Source extract:
--- START ---
# Intek Bent Push Rod Question



## Nadeselle

Hi all,


I read quite a few posts regarding intek valve issues. Maybe you can help me? I have an 18.5 HP Intek that won't start. I checked the clearances like has been mentioned in another post and they were way off. I reset them an it started right up. Then it went back to not starting. I have carefully reset the clearances per the procedure and sometimes it works and then it won't again. I have pulled the push rods and the intake appears to be bent ever so slightly. I need to put a feeler under it but I am estimating .010 to .015.

What do you think?

Thanks,

Nathan


----------



## jrrdw

All ways replace bent push rods. Not so much for clearance issue's but because of bad wear patterns. As for recurring valve adjustment problems sounds like rocker arm lock nut issue. All ways use a feeler gauge to make valve adjustments.


----------



## BriggsGalaxiema

The 'classic' bent pushrod that occurs in the Briggs Intek v-twin usually bends the exhaust pushrod and is 'caused' by a displaced valve guide. If your exhaust pushrods are good and the valve guides are in their proper position you probably have a different problem.
--- END ---
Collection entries
--- START ---
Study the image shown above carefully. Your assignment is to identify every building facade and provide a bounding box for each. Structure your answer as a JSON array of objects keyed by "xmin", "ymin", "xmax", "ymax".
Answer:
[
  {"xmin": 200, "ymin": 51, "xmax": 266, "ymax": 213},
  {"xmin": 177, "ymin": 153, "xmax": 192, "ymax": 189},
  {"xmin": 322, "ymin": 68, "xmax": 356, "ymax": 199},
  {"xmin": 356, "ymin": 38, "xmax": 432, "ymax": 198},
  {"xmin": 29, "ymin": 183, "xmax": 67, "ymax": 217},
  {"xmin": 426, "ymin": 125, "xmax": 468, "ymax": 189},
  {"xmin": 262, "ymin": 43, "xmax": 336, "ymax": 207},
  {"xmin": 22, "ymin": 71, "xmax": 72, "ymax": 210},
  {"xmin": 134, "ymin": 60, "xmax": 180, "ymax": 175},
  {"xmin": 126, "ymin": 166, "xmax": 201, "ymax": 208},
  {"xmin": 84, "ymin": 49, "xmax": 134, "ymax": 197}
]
--- END ---
Actions to take:
a - Do these statements agree with the Intek push rod thread? (i) The engine that won't start is an 18.5 HP Intek. (ii) One reply advises straightening bent push rods. (iii) In the classic Briggs Intek v-twin case, the intake pushrod is the one that usually bends. For each, answer yes or no and quote the deciding words.
b - Please write out the Intek push rod thread again, starting with "What do you" and going on through "make valve adjustments.", and switch "feeler gauge" to "thickness gauge".

Answers for the exercise:
a -
(i) Yes: "I have an 18.5 HP Intek that won't start."
(ii) No: "All ways replace bent push rods."
(iii) No: "usually bends the exhaust pushrod"

b -
What do you think?

Thanks,

Nathan


----------



## jrrdw

All ways replace bent push rods. Not so much for clearance issue's but because of bad wear patterns. As for recurring valve adjustment problems sounds like rocker arm lock nut issue. All ways use a thickness gauge to make valve adjustments.